-------- PAGE EXTRACT --------

In a town and an industry where catered lunches and office cocktails are cost-of-entry, software company Piston Cloud Computing, Inc., has managed to cultivate a unique culture in its San Francisco headquarters. Its refreshingly novel salvo in Silicon Valley’s ongoing my-corporate-culture-is-hipper-than-yours debate is built upon the premise that when you treat people like family, it has a positive impact on your talent acquisition and retention efforts.

“When you’re part of a family, you almost always have some sort of thing—a ritual, an inside joke—that you associate with that family,” says Christopher MacGown, Piston co-founder and Chief Technical Officer. “For members of my family, it was always important that our family name is never pronounced with three syllables.” For the record, that’s Mac-Gown, not Mac-Gow-An.

“It’s these weird little identifiers that allow you to trick your brain into saying, ‘All of these people are part of my tribe.’ And so here, we look at our team as one big tribe or family. So a lot of our culture is just that—this is my team, these are my people, I want to do everything I can to support them, and I want them to feel the same way.”

A shelf setup with vintage records and potted succulents.

The bookshelves in Piston's lounge house board games, vintage books, plants, a record player, and other elements that add to the homey feel.

Piston’s family quirks include dressy hats from San Francisco’s famed Goorin Brothers hat shop, which are given to new hires as welcome gifts, and Fancy Fridays (a counterpoint to the Casual Friday cliché), which provide staff with a regular occasion for wearing their Goorin Brothers chapeaus. According to MacGown, the Fancy Fridays idea started in the company’s earliest days—back in 2011—when he and co-founders Joshua McKenty and Gretchen Curtis operated out of the Victorian apartment where MacGown and McKenty then lived.

“Josh, Gretchen, and I were sitting in what was the living room one morning, talking about what kind of company we were going to build, and one of us asked if we should have Casual Fridays,” MacGown recalls. “We all looked at each other—Josh and I were still in our pajamas—and we concluded that if we got any more casual, someone was not going to be wearing pants. So we decided to go in the total opposite direction, and Fancy Fridays were born.”

Employees sit at their computer desks while wearing headphones.

Inside Piston's headquarters in San Francisco's Union Square District, workspaces are arranged in an open layout that brings together various teams—engineering, marketing, sales, and more—to facilitate communication and interaction.

-------- TASK DATA --------

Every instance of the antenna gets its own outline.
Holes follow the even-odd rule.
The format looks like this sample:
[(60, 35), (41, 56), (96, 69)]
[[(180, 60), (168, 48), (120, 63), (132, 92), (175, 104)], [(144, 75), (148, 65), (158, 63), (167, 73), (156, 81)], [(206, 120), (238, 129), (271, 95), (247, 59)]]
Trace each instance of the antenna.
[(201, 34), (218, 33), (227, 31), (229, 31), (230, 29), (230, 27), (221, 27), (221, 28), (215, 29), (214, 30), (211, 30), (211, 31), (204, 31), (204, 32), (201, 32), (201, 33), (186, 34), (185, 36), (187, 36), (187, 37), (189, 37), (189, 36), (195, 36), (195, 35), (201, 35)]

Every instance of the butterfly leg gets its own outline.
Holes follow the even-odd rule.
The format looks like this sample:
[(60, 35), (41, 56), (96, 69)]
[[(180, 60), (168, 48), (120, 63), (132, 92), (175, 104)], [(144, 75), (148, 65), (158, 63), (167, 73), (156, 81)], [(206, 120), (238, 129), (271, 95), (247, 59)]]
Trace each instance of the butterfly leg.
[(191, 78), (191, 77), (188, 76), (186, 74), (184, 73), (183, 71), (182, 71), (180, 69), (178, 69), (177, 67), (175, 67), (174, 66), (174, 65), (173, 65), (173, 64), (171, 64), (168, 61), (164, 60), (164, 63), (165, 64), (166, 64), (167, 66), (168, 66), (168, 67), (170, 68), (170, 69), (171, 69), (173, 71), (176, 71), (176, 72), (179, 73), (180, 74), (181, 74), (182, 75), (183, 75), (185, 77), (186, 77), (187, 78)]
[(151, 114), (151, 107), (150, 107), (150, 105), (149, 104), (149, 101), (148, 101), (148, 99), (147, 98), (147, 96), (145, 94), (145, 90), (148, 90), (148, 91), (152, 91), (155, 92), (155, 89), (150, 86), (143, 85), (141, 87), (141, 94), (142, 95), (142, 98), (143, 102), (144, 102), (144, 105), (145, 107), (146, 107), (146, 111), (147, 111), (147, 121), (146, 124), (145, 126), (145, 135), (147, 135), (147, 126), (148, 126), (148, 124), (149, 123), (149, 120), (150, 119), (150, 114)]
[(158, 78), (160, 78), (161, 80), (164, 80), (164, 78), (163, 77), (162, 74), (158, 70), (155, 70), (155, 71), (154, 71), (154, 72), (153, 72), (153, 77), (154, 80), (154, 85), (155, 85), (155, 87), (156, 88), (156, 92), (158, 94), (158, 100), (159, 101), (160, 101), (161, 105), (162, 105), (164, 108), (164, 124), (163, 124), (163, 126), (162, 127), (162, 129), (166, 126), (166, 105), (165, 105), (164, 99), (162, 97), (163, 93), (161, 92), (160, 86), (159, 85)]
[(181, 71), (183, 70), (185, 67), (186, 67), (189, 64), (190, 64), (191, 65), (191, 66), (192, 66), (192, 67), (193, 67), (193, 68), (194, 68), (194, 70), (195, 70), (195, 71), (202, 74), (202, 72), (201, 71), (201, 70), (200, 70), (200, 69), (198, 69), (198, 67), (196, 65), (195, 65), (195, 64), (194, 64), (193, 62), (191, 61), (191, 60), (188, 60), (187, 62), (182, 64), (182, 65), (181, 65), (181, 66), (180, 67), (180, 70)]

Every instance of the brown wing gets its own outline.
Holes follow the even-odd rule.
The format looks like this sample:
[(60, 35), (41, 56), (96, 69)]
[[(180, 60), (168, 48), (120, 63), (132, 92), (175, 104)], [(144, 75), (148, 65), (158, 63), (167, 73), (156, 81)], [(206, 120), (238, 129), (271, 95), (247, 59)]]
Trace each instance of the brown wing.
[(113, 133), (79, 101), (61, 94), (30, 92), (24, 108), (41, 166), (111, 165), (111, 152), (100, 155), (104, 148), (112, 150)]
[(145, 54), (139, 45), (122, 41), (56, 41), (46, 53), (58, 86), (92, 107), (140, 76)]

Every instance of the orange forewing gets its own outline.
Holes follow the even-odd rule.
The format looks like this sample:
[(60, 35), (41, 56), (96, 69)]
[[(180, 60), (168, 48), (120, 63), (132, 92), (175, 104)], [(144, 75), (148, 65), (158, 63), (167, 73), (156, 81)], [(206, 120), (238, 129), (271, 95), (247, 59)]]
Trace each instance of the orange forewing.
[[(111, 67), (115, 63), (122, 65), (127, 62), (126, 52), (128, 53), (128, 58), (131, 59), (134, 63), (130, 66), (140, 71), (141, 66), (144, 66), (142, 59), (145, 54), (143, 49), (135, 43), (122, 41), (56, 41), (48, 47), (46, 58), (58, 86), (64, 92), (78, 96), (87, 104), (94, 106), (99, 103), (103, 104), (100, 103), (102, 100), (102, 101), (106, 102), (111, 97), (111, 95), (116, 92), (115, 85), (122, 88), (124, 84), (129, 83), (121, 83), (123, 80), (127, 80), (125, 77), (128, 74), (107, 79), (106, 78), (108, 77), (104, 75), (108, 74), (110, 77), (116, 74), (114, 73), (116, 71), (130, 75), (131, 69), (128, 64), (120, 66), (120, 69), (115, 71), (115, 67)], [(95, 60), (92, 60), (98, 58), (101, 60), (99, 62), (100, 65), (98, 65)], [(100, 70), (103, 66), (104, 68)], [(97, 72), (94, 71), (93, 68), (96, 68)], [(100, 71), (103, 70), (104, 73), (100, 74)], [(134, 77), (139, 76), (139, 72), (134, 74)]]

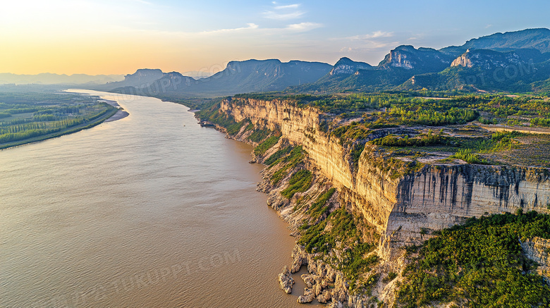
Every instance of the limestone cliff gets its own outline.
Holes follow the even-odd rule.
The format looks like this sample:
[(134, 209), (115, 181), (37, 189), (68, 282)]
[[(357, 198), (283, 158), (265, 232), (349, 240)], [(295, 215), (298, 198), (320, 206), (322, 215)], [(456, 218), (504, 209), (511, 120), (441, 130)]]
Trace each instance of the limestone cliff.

--------

▸ PROBLEM SET
(a) Count the lines in the rows above that contain the string "Every", with case counting. Reply with the number alone.
(b) Write what comes next in the piece on Piston Cloud Computing's company culture, starting after its final sentence.

▸ RESULTS FOR EACH TASK
(a) 5

(b)
Other less formal Piston traditions range from 1980s movie nights and employee art shows to an ongoing search for the best (worst?) punster in the office. According to Curtis, Piston’s Chief Marketing Officer, it’s all part of a concerted effort to encourage experimentation and playfulness.

“Creativity is a muscle that you have to work out just like any other,” Curtis says. “If we want employees to think creatively to solve really hard technology problems, we need to create a culture where creativity is celebrated.”

Piston software helps organizations such as the U.S. Department of Agriculture, Swisscom, Qualcomm, Zulily, and King Digital Entertainment automate the management of private cloud infrastructure in their own data centers. Because the code is so advanced, Piston engineers are constantly troubleshooting, looking for creative ways to solve problems for customers.

With a 2014 move into a 4,000-square-foot space in San Francisco’s Union Square District—just one block from its previous headquarters—Piston is doing even more to foster its creative culture. The workspaces are arranged in an open layout. It was a welcome change from the company’s previous office, which featured a wall that physically divided the engineering and marketing teams.

“When we moved here it was a huge breath of fresh air,” MacGown says. “With the space being so open, people are now more willing to come talk to each other without feeling like they were encroaching on each other’s territory.”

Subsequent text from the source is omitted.